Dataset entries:
%%

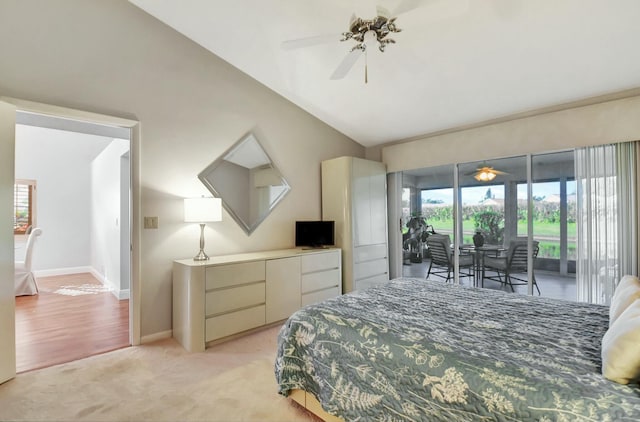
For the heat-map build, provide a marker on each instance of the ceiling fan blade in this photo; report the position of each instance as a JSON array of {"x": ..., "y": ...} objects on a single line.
[
  {"x": 438, "y": 9},
  {"x": 352, "y": 19},
  {"x": 406, "y": 6},
  {"x": 383, "y": 11},
  {"x": 309, "y": 41},
  {"x": 347, "y": 63}
]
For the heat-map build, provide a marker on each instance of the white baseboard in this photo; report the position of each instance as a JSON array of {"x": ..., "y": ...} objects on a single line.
[
  {"x": 63, "y": 271},
  {"x": 156, "y": 336}
]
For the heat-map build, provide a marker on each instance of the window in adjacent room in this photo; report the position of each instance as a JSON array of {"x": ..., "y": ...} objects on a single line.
[{"x": 24, "y": 192}]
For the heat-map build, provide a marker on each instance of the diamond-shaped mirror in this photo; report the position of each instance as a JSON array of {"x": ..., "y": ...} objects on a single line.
[{"x": 247, "y": 182}]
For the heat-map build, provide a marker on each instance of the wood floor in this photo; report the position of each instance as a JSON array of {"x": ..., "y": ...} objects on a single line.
[{"x": 71, "y": 318}]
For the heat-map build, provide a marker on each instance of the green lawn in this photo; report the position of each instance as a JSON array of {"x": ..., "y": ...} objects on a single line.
[
  {"x": 540, "y": 228},
  {"x": 549, "y": 248}
]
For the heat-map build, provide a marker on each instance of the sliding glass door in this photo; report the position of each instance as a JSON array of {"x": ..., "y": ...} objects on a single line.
[
  {"x": 519, "y": 228},
  {"x": 427, "y": 208}
]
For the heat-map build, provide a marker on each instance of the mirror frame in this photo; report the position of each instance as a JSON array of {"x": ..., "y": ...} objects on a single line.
[{"x": 247, "y": 226}]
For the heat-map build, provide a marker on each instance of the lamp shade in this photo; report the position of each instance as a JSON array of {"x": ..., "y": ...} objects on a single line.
[{"x": 202, "y": 210}]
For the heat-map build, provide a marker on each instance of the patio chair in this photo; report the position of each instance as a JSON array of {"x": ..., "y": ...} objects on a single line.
[
  {"x": 513, "y": 262},
  {"x": 442, "y": 262}
]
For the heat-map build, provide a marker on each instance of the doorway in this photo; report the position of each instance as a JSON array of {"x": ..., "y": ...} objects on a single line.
[{"x": 82, "y": 259}]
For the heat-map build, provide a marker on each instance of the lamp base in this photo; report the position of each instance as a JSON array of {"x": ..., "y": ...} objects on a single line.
[{"x": 201, "y": 256}]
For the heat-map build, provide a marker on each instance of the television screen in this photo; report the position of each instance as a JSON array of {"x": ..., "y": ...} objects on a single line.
[{"x": 314, "y": 234}]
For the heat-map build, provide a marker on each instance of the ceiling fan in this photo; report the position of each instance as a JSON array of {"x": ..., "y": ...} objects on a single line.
[
  {"x": 367, "y": 34},
  {"x": 485, "y": 174},
  {"x": 372, "y": 33}
]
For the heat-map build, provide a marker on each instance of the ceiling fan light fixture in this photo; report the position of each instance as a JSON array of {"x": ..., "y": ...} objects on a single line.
[{"x": 485, "y": 175}]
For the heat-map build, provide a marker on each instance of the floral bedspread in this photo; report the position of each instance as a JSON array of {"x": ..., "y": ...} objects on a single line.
[{"x": 416, "y": 350}]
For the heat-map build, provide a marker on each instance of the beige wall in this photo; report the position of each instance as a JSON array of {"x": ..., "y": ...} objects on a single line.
[
  {"x": 110, "y": 57},
  {"x": 607, "y": 122}
]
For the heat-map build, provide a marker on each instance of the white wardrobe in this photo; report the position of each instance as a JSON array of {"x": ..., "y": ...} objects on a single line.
[{"x": 354, "y": 195}]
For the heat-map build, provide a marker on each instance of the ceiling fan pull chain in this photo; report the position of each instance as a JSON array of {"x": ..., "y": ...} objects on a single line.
[{"x": 366, "y": 80}]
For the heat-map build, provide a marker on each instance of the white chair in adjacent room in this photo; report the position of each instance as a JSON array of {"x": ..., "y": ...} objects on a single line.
[{"x": 25, "y": 281}]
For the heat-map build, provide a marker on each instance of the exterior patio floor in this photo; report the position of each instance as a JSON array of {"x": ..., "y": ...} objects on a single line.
[{"x": 551, "y": 284}]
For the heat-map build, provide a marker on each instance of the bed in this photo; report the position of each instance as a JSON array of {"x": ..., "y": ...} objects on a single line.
[{"x": 416, "y": 350}]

%%

## TO DO
Restate the records above in full, word for word. Keep pictures out.

## EXERCISE RESULT
For the heat-map build, provide a marker on each instance of the ceiling fan blade in this photo; report the position of each instance as a JSON array of {"x": ..., "y": ...} objects on a single line.
[
  {"x": 438, "y": 9},
  {"x": 352, "y": 19},
  {"x": 406, "y": 6},
  {"x": 383, "y": 11},
  {"x": 309, "y": 41},
  {"x": 347, "y": 63}
]
For the heat-map build, provide a marker on each instance of the white baseboard in this photo; report the position of each instance as a JSON array of {"x": ..., "y": ...} objects on a single line.
[
  {"x": 63, "y": 271},
  {"x": 156, "y": 336}
]
For the heat-map build, provide a marker on each instance of the window in adjacent room in this photo; report the position of each instance as a JSON array of {"x": ..., "y": ...} objects on a single line.
[{"x": 24, "y": 192}]
For the heat-map build, provide a marker on each instance of the diamond-shaped mirror in this photo; report the position of each instance as a JSON array of {"x": ..., "y": ...} objects on a single line.
[{"x": 247, "y": 182}]
For the heat-map build, provide a marker on each instance of the wood floor in this photo; report the position of each instance as a JSON array of {"x": ..., "y": ...} objects on a single line.
[{"x": 71, "y": 318}]
For the heat-map build, provide a marker on each instance of the green lawn in this photo; report the position of each instance as a JSON array of {"x": ..., "y": ...} objects on a single line.
[
  {"x": 540, "y": 228},
  {"x": 549, "y": 248}
]
For the heat-map build, provide a marker on each instance of the sliding glass door in this photo; report the position of each instance as a JSON array of {"x": ..., "y": ...} objects on a single line.
[
  {"x": 519, "y": 228},
  {"x": 427, "y": 208}
]
For the heat-map build, provide a marker on each instance of the mirror frame in this photo; report the position of each instance as a JSON array of {"x": ..., "y": ...} objects on a single line.
[{"x": 247, "y": 226}]
For the heat-map build, provide a marker on each instance of the lamp shade in this photo; report the position of each instance as a JSON array of {"x": ..., "y": ...} objects on a single line.
[{"x": 202, "y": 210}]
For the heat-map build, provide a marker on each instance of the patio chair in this photo; report the position of each instance as a JSON array of {"x": ..., "y": ...} objects on a single line.
[
  {"x": 513, "y": 262},
  {"x": 442, "y": 262}
]
For the heat-map build, provide a marker on each instance of the doorway in this photo; report the position of each instance as a JSON array of {"x": ..., "y": ...} objects on a single line.
[{"x": 82, "y": 259}]
For the heat-map build, provide a marker on each instance of the lamp base in this photo; report the position of each instance as a JSON array of {"x": ..., "y": ...} objects on a single line.
[{"x": 201, "y": 256}]
For the heat-map build, provide a marker on each instance of the television screen in this photo; report the position of each instance as a JSON array of {"x": ..., "y": ...} objects on a single line.
[{"x": 314, "y": 234}]
For the heat-map build, provide a marker on each instance of the ceiling fan in this photo; report the position of each instance as a JSON array of {"x": ..., "y": ...} objects on a single line.
[
  {"x": 367, "y": 34},
  {"x": 485, "y": 174},
  {"x": 372, "y": 33}
]
For the heat-map build, provide a marker on each instance of the ceiling fan light fixture in this photo; report the position of each instance as a JSON array of {"x": ..., "y": ...} objects on a single line.
[{"x": 485, "y": 175}]
For the heat-map build, provide a marker on each instance of the floral bedspread in this photo; report the position of each instance as a JSON array of {"x": ..., "y": ...} objects on a single line.
[{"x": 416, "y": 350}]
For the heat-map build, provide a marker on each instance of the beige wall in this photo; report the position of each instance as a JSON array of {"x": ..., "y": ...} objects on a single line.
[
  {"x": 110, "y": 57},
  {"x": 607, "y": 122}
]
For the heat-map build, provide a marker on each instance of the white wardrobe in this photo; report the position of each instance as a JSON array of {"x": ..., "y": ...} objects on a single line.
[{"x": 354, "y": 195}]
For the heat-map build, provide a marker on each instance of the ceiling fan pull chain in this photo; report the position of each instance as a JSON array of {"x": ..., "y": ...} objects on a single line.
[{"x": 366, "y": 80}]
For the heat-map build, provide a marker on each instance of the white chair in adjacent room in this photo; report the position of each instance as a JSON array of {"x": ..., "y": ...} objects on a single line.
[{"x": 25, "y": 281}]
For the heat-map build, provide a marker on each instance of the exterior patio floor in this photo; report the position of each instance as a JSON array of {"x": ..., "y": ...} objects on a single line.
[{"x": 551, "y": 284}]
For the heat-map build, provide a marker on each instance of the bed in this photo; report the position of each instance as a JSON array of {"x": ..., "y": ...} objects on a single line.
[{"x": 416, "y": 350}]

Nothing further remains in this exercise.